── Items

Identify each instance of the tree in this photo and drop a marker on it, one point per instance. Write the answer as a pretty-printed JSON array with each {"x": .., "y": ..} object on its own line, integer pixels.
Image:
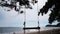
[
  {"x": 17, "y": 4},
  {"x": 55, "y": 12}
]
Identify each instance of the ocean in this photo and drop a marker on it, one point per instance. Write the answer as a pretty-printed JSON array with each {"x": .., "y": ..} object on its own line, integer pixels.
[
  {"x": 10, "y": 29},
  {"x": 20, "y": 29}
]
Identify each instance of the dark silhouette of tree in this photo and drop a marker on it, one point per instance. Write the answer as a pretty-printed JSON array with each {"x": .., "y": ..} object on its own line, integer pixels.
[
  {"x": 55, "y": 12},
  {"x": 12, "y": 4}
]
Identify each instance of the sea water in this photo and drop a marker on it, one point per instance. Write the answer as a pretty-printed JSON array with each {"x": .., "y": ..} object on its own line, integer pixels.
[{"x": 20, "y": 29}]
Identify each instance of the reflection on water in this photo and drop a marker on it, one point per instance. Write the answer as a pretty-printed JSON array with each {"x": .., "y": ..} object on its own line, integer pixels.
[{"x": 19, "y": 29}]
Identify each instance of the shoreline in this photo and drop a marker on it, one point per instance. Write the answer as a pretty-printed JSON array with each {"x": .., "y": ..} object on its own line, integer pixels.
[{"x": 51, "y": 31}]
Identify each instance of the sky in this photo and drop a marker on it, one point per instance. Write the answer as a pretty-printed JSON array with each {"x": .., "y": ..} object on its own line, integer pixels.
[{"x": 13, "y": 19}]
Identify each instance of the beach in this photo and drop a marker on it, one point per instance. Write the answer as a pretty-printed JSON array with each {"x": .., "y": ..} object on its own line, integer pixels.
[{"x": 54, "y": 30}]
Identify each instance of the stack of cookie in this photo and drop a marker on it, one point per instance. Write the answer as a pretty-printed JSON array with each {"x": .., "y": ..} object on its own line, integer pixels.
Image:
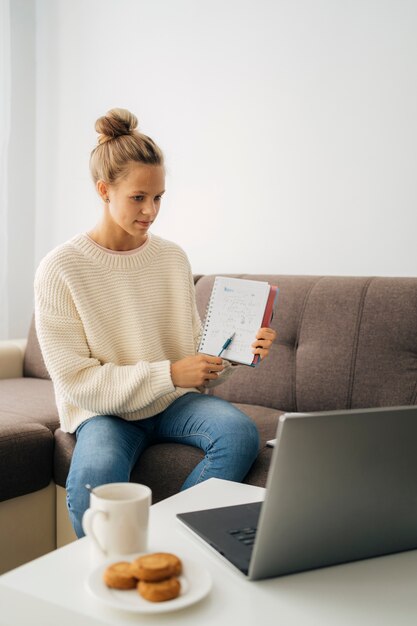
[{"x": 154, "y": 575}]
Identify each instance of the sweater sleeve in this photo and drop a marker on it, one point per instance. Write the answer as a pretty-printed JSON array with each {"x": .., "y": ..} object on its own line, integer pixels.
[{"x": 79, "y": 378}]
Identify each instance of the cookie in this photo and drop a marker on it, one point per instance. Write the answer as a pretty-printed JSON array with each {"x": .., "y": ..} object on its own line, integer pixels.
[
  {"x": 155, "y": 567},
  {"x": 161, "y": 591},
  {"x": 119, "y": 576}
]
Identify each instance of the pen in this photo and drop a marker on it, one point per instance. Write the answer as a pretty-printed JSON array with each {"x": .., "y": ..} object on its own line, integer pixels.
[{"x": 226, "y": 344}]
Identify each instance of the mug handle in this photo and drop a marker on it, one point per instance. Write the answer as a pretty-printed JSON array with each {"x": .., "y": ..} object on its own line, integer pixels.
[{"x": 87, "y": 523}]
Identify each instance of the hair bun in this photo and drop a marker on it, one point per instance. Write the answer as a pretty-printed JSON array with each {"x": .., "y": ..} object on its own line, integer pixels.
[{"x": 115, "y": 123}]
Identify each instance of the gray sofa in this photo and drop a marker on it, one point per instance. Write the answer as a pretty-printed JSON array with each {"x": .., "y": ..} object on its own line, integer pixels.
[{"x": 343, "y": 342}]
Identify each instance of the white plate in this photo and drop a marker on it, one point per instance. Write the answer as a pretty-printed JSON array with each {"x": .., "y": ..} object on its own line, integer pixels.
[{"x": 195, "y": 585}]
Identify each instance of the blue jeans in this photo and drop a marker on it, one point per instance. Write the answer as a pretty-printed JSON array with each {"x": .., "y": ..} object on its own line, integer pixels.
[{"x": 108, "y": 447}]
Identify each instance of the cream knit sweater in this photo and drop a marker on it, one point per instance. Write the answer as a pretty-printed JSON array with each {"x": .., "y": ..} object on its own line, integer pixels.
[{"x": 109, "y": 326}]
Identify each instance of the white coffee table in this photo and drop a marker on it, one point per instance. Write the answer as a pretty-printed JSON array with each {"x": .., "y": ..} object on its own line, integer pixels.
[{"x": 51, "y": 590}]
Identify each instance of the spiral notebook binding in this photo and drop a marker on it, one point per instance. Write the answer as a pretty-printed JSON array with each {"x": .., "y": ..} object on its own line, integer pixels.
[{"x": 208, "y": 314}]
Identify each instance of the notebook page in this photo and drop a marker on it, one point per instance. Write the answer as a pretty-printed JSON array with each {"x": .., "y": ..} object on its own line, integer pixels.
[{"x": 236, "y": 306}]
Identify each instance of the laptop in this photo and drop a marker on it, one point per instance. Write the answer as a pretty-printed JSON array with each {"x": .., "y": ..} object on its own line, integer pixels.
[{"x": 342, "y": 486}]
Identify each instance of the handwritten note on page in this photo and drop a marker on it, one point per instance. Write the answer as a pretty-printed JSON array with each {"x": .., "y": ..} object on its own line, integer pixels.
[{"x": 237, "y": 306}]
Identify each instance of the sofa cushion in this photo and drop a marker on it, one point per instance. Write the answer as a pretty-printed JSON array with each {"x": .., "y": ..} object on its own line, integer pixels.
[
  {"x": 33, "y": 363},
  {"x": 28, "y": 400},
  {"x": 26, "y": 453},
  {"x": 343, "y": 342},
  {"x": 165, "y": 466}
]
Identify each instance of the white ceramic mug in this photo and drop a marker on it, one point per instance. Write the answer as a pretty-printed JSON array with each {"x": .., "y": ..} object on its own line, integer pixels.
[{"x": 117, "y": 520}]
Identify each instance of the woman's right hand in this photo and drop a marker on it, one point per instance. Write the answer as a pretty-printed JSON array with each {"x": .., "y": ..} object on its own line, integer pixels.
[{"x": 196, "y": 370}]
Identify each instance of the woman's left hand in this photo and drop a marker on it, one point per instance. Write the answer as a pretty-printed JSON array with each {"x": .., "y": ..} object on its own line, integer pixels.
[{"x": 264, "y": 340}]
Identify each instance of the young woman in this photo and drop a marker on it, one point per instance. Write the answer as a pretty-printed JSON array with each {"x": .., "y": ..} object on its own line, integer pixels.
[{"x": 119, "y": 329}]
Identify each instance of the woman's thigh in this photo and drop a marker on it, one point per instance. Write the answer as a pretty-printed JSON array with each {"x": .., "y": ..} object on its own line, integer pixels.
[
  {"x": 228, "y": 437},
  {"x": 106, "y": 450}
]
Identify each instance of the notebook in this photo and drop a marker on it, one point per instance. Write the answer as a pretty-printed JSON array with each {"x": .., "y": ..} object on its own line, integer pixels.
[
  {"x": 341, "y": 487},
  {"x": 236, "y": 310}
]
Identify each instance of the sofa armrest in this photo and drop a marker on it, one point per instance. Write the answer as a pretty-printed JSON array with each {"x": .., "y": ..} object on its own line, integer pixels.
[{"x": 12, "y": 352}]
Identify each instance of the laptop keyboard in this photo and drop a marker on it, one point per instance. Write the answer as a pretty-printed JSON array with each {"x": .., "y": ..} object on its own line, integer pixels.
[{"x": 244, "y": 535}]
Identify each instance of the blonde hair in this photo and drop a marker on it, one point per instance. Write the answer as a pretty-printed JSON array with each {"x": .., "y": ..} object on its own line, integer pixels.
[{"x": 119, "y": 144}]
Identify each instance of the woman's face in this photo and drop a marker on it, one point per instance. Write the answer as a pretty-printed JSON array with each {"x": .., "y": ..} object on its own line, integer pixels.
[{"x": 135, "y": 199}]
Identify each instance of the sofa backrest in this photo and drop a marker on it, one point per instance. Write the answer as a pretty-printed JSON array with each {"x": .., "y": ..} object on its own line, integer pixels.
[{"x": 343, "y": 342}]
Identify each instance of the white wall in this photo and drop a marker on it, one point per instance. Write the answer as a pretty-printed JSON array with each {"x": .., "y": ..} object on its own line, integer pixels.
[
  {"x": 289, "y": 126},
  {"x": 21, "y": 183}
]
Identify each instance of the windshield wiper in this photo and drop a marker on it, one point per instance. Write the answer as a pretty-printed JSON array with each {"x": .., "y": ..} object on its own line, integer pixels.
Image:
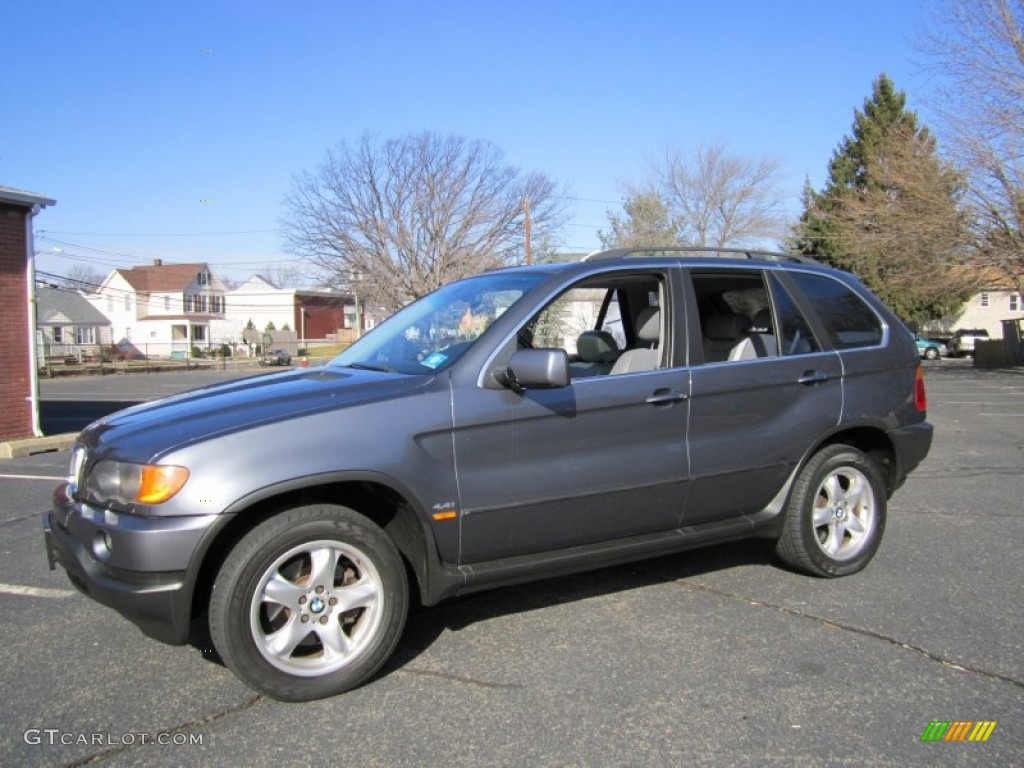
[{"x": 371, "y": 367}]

────

What the exercise asks: Starting at the line that contains "Identify each instance of the white wall", retype each line through the final one in the listing, with both ends kept and the pictures omitted.

Answer to the exercise:
Identify each instance of the white wall in this photo and drop a marker on it, one point per instance. Write the answer as a pretty-printed JSON array with each {"x": .., "y": ..} object on its own line, integer pixels.
[
  {"x": 289, "y": 126},
  {"x": 21, "y": 183}
]
Identify each instance of the windshield wiper in this photo and drop a marker on it, one point per instance. Write the answer as a pretty-printed JSON array with each {"x": .., "y": ..} object on its own line, integer pixels.
Image:
[{"x": 371, "y": 367}]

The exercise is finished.